**REQUEST:** Could you copy, word for word, only the lines from the one containing "Verify that every instance of the beige" through the last line of the records below, both included?

**Object position labeling entries:**
-- start --

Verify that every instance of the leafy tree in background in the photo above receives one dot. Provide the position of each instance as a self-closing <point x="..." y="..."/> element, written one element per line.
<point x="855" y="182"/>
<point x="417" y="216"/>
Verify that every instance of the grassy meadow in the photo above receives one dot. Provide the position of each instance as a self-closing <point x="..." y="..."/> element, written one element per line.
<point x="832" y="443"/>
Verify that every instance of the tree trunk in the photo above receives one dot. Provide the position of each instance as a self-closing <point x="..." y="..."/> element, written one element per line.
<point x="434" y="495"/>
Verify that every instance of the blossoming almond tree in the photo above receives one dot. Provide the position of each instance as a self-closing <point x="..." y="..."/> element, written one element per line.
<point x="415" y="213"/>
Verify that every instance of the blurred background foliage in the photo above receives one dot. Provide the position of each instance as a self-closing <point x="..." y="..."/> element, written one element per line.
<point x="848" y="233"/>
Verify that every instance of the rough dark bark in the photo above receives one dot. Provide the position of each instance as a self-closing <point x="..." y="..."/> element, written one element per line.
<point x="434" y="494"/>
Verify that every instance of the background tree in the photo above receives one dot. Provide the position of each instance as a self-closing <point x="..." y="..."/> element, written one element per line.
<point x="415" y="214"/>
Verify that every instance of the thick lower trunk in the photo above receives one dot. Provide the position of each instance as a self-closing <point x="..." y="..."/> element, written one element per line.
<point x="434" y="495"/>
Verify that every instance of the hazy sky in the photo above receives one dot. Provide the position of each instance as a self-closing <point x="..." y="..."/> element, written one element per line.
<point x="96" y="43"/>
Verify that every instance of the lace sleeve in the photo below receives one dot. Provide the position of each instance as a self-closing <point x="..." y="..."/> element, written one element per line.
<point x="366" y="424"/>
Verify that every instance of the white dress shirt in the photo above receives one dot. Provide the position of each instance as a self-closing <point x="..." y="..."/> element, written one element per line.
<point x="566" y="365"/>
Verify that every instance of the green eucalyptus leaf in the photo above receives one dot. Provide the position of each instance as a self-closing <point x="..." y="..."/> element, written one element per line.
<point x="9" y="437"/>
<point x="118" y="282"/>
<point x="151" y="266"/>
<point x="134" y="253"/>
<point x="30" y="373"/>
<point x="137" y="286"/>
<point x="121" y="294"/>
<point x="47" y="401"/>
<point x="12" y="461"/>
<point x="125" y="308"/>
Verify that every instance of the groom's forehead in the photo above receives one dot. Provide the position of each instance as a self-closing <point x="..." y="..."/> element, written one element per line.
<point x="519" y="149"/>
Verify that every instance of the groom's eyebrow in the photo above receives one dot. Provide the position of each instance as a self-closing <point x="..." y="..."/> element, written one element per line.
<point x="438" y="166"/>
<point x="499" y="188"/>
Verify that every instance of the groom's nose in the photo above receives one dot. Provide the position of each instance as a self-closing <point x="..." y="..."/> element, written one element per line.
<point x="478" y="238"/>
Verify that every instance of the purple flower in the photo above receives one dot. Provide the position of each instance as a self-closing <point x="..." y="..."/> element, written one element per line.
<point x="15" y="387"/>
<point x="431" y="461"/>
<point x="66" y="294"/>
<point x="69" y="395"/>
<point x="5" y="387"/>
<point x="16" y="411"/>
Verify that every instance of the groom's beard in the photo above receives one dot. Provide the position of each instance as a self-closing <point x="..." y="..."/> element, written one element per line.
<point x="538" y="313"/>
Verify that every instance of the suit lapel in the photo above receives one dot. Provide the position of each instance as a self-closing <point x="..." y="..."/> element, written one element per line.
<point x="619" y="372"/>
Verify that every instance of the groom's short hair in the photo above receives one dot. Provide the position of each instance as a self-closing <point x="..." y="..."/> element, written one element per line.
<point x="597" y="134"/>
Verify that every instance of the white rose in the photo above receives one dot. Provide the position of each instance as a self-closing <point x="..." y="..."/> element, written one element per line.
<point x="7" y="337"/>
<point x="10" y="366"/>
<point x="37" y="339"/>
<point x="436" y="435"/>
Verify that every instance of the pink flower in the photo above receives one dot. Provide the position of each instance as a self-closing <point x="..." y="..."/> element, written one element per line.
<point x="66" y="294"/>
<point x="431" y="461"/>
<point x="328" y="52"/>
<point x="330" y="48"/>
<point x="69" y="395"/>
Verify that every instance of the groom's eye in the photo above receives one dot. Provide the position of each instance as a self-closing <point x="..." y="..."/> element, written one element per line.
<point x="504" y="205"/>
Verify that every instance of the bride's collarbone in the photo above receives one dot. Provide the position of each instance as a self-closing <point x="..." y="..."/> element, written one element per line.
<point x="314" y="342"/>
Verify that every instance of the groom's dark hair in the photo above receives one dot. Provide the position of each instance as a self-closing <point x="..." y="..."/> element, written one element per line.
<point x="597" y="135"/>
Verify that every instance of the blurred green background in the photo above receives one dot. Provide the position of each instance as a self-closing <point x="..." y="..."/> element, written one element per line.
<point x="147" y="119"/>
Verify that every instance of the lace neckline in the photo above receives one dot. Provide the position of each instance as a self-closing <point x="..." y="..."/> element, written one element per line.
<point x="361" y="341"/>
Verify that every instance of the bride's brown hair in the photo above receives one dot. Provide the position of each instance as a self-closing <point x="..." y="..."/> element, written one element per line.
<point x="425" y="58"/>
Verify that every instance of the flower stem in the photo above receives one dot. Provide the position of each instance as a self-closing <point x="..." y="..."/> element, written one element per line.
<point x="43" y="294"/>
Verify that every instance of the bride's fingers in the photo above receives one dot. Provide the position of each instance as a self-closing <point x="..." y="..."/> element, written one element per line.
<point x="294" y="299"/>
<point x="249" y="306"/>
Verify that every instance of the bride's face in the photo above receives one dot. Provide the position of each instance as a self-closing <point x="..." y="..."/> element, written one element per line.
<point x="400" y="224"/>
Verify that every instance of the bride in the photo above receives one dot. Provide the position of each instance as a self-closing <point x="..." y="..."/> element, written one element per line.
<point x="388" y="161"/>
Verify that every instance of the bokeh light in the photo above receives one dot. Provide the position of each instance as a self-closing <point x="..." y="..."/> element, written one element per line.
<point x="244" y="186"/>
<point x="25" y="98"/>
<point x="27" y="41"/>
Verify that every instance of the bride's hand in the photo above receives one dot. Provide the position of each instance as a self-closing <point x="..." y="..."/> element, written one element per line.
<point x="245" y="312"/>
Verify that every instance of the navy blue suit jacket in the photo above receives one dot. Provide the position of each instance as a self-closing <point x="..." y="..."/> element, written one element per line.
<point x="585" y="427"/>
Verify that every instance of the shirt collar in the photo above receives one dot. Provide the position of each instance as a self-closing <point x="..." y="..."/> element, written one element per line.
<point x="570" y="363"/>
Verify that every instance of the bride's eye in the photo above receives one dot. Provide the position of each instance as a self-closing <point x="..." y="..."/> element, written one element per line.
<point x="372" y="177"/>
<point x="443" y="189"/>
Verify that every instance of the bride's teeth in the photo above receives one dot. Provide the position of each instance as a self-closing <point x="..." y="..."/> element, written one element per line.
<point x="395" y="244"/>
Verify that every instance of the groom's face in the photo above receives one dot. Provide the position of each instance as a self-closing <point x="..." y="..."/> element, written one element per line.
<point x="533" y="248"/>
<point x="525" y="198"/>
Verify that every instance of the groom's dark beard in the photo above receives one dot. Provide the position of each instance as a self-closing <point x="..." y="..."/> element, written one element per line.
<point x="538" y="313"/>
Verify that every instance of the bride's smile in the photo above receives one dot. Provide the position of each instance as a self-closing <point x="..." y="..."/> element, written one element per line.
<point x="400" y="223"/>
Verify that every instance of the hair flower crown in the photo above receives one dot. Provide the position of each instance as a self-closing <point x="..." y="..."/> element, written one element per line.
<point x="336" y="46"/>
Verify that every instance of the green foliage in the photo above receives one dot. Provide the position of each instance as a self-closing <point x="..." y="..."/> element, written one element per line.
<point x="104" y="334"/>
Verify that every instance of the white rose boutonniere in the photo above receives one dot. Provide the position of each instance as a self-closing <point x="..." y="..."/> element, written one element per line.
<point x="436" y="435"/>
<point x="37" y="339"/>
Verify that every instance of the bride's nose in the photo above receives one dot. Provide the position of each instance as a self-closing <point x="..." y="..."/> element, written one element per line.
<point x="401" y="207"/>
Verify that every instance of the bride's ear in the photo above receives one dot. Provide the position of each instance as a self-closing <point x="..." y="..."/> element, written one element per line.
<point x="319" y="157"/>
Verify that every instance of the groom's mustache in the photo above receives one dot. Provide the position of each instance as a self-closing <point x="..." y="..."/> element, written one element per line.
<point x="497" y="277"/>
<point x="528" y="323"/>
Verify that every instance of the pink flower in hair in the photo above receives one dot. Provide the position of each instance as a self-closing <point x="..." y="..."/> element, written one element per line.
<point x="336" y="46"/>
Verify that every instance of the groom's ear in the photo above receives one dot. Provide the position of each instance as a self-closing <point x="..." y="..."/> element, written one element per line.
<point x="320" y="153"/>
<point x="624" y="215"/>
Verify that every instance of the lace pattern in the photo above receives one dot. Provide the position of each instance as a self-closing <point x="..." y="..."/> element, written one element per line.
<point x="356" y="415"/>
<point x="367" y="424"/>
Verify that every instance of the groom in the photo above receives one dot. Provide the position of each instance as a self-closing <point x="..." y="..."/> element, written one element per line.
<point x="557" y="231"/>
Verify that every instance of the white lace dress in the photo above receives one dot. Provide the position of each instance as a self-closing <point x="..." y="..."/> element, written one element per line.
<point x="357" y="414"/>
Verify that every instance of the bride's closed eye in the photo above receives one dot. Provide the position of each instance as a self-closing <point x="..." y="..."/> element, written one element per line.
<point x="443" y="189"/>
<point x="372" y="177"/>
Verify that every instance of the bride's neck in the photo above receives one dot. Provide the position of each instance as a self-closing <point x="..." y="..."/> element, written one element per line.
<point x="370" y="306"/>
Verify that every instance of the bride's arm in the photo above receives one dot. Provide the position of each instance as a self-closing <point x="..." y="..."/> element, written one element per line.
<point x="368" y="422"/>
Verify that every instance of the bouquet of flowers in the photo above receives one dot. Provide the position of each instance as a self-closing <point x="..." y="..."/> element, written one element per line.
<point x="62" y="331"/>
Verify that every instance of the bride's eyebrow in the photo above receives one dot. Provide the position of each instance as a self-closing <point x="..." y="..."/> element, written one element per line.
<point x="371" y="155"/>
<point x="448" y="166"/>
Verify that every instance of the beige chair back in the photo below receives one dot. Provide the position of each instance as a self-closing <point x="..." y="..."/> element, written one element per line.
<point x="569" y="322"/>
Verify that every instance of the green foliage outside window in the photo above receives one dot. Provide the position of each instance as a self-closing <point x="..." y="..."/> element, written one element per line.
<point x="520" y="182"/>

-- end --

**TASK ANSWER:**
Verify that every instance of the beige chair back in the photo below receives one dot. Provide the position of each instance as a self-closing <point x="..." y="..."/> element, written one element per line.
<point x="569" y="322"/>
Verify that every instance of the green foliage outside window in the photo above receives one dot. Provide the position of each instance as a self-closing <point x="..." y="..."/> element, written one element per line.
<point x="520" y="182"/>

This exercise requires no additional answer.